Your instructions: Will you restate verbatim the lines running from the line with "Target: low bush" to the end of the data, leaving out everything else?

Input:
"""
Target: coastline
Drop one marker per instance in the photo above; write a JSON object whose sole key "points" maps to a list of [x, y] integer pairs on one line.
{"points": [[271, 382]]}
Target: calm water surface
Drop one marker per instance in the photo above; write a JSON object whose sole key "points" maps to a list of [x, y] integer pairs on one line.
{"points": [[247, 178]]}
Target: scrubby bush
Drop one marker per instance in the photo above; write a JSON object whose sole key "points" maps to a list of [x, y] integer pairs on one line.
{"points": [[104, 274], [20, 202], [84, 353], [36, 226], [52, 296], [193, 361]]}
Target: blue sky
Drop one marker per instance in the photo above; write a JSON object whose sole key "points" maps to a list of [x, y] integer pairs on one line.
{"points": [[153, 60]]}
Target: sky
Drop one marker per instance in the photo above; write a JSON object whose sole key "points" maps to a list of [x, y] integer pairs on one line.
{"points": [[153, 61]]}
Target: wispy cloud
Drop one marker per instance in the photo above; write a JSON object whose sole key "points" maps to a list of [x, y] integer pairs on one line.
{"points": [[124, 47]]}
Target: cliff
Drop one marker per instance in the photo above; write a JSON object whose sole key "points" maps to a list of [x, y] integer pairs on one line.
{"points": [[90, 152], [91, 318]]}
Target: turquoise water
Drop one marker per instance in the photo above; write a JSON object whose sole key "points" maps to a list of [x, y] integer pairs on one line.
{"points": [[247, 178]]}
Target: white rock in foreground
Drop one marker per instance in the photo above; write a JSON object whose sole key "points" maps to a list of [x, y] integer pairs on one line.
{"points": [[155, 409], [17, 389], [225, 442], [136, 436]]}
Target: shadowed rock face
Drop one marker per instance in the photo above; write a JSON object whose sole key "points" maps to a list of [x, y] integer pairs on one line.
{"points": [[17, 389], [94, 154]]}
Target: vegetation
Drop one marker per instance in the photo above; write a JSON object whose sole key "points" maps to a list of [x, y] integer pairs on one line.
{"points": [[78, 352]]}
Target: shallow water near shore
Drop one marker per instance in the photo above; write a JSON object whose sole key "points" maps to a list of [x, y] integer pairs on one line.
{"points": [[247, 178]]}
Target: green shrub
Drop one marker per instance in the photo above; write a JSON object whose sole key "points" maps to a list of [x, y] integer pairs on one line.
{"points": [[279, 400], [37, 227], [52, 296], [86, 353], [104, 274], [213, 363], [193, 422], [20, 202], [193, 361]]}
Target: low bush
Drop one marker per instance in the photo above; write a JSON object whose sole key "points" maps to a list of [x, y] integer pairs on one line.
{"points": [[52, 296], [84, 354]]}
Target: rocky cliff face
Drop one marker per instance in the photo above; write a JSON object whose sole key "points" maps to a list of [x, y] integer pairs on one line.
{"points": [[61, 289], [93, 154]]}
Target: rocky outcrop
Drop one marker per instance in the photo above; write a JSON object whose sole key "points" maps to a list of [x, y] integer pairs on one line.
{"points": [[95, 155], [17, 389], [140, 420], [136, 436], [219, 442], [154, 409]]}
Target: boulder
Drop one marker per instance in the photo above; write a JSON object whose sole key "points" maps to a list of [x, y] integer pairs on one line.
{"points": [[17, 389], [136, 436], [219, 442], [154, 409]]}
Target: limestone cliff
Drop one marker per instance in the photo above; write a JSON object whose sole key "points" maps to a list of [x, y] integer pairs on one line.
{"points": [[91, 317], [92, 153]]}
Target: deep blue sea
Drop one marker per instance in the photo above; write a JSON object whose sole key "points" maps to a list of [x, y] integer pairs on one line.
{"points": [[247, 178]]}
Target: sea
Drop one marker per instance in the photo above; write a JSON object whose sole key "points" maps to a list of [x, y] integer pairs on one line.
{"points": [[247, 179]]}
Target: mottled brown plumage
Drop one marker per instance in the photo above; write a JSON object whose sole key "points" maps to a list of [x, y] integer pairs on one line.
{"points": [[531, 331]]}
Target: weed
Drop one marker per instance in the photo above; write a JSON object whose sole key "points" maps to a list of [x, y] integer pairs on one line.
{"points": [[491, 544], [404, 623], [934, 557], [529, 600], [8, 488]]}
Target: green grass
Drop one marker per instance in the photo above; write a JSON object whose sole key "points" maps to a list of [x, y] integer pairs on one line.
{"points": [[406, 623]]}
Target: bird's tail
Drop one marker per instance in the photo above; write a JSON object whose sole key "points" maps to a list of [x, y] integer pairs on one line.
"""
Response to the task:
Target: low bush
Drop one marker per instance in the photo above; write a JSON object whose sole key "points" maps to a list of [x, y] integer pairs on one line.
{"points": [[52, 296], [84, 354]]}
Target: rocky cliff face
Drop one marker per instance in the photo above; write a JSON object whose sole key "points" maps to a list of [x, y] integer pairs on one line.
{"points": [[61, 289], [93, 154]]}
Target: rocky outcrop
Drop one marker per instance in the photo above; write a JSON object whose sole key "points" maps to a list of [x, y] integer pairs on one line.
{"points": [[95, 155], [17, 389], [140, 420], [136, 436], [219, 442], [154, 409]]}
Target: boulder
Drop one marker per instance in the photo above; write a JSON object whose sole key "points" maps to a list of [x, y] integer pairs on one line.
{"points": [[17, 389], [136, 436], [219, 442], [154, 409]]}
Target: limestone cliff
Drop one marker per instance in the photo above; write a JSON object whose sole key "points" maps to a list of [x, y] integer pairs on one line.
{"points": [[91, 317], [92, 153]]}
Target: deep blue sea
Drop one marker per instance in the photo above; write a JSON object whose sole key "points" maps to a list of [x, y] integer pairs on one line.
{"points": [[247, 178]]}
Target: sea
Drop one marker per instance in the photo above; write a JSON object whose sole key "points" maps to a list of [x, y] integer pairs on one line.
{"points": [[247, 179]]}
Target: mottled brown plumage
Drop one marker per instance in the photo above; write a JSON object whose sole key "points" maps to a list of [x, y] integer pairs on one line.
{"points": [[531, 331]]}
Target: weed
Drop one marker per instance in the photo above; write a JSON object whose sole key "points" maps to a list of [x, y] integer pairs on one line.
{"points": [[491, 544], [404, 623], [934, 557], [529, 600], [8, 488]]}
Target: green grass
Drop one marker per instance in the photo above; write a JSON object whose sole key "points" maps to a list of [x, y] integer pairs on one line.
{"points": [[406, 623]]}
Target: bird's tail
Drop one marker per instance in the photo above; write a JSON object whose sole key "points" maps to a list of [x, y] integer pairs on one line.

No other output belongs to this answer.